◆ Objective 1: Reproduce the section of the Far East Capital passage that opens with the words containing "As the firm" and closes with "schoolmate John Morrison.".
◆ Objective 2: Write out all of the rows below again in full, requests included, and add 25 to every x and y coordinate in the answers.

::: Passage :::

Forrest did, however, cultivate some wealthy young clients at Far East, including British financier Nick Barham, who at the time was the son-in-law of the nation’s richest man, Kerry Packer. Forrest later became friendly with Packer’s son, James, attending his $10-million wedding to Jodhi Meares in 1999 and his second wedding to Erica Baxter on the CÔte d’Azur eight years later, even drinking shooters
around the hotel pool with the groom on the day before the service. Another scion of the Sydney establishment, Rodney Adler, who at age twenty-nine had stepped up to succeed his late father as the head of FAI, was also a client of Forrest’s at Far East. For years afterwards, Forrest would be able to boast of his close links to both the Packers and the Adlers, two of Sydney’s best connected
families.

Forrest also helped position the bank to focus on the rise of China, which was taking tentative steps in the early 1990s towards opening up its long-dormant economy. Albert Wong remembers speaking to Forrest after he had set up the new venture. “He said to me, ‘Albert, you know the future is Asia. Come to my office, I’ve even got an Asian girl as a receptionist. And that’s why I’m
called Far East Capital.’”

As the firm started to do more deals, the cash came rolling in. Just as they had planned at the Royal Hotel a few years earlier, Forrest and Grigor became rich. Andrew and Nicola, meanwhile, got married in October 1991 in a relatively low-key affair at the NSW southern highlands property owned by Nicola’s parents, Tony and Brooke Maurice. Forrest’s best men were
his brother, David, and his old schoolmate John Morrison.

::: Extracted material :::

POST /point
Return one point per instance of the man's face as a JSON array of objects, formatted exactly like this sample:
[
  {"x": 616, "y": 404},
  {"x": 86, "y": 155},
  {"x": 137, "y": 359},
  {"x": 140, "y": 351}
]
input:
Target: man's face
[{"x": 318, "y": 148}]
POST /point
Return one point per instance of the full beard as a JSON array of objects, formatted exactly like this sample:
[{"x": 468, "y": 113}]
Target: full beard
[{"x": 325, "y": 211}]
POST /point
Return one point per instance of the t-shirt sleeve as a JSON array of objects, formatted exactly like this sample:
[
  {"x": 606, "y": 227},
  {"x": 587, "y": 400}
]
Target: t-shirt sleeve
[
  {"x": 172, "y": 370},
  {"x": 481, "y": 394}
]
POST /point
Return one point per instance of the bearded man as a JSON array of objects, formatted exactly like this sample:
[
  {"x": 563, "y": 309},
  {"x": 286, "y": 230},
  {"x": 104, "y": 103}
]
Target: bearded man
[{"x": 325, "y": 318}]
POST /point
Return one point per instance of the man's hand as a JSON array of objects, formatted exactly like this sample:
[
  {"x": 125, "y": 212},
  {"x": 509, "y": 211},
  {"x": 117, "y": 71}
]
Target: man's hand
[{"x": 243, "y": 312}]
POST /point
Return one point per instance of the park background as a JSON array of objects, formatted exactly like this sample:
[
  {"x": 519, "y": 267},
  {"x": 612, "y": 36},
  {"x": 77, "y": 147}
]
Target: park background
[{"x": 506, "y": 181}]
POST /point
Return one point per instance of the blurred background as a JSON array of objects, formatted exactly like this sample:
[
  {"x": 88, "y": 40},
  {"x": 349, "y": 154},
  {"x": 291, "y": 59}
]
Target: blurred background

:::

◆ Task solution 1:
As the firm started to do more deals, the cash came rolling in. Just as they had planned at the Royal Hotel a few years earlier, Forrest and Grigor became rich. Andrew and Nicola, meanwhile, got married in October 1991 in a relatively low-key affair at the NSW southern highlands property owned by Nicola’s parents, Tony and Brooke Maurice. Forrest’s best men were
his brother, David, and his old schoolmate John Morrison.

◆ Task solution 2:
POST /point
Return one point per instance of the man's face as a JSON array of objects, formatted exactly like this sample:
[
  {"x": 616, "y": 404},
  {"x": 86, "y": 155},
  {"x": 137, "y": 359},
  {"x": 140, "y": 351}
]
input:
Target: man's face
[{"x": 343, "y": 173}]
POST /point
Return one point per instance of the full beard as a JSON array of objects, formatted exactly like this sample:
[{"x": 468, "y": 113}]
Target: full beard
[{"x": 350, "y": 236}]
POST /point
Return one point per instance of the t-shirt sleeve as a JSON array of objects, formatted exactly like this sample:
[
  {"x": 606, "y": 227},
  {"x": 587, "y": 400}
]
Target: t-shirt sleeve
[
  {"x": 197, "y": 395},
  {"x": 506, "y": 419}
]
POST /point
Return one point per instance of the bearded man as a JSON array of objects, formatted exactly like this sample:
[
  {"x": 563, "y": 309},
  {"x": 286, "y": 230},
  {"x": 104, "y": 103}
]
Target: bearded man
[{"x": 350, "y": 343}]
POST /point
Return one point per instance of the man's hand as a JSON array of objects, formatted exactly like this sample:
[
  {"x": 125, "y": 212},
  {"x": 509, "y": 211},
  {"x": 117, "y": 71}
]
Target: man's hand
[{"x": 268, "y": 337}]
POST /point
Return one point per instance of the park background as a JSON array of objects, formatted exactly like this sample:
[
  {"x": 519, "y": 267},
  {"x": 612, "y": 36},
  {"x": 77, "y": 147}
]
Target: park background
[{"x": 531, "y": 206}]
POST /point
Return one point per instance of the blurred background as a JSON array of objects, formatted exactly like this sample:
[
  {"x": 88, "y": 40},
  {"x": 349, "y": 154},
  {"x": 291, "y": 59}
]
Target: blurred background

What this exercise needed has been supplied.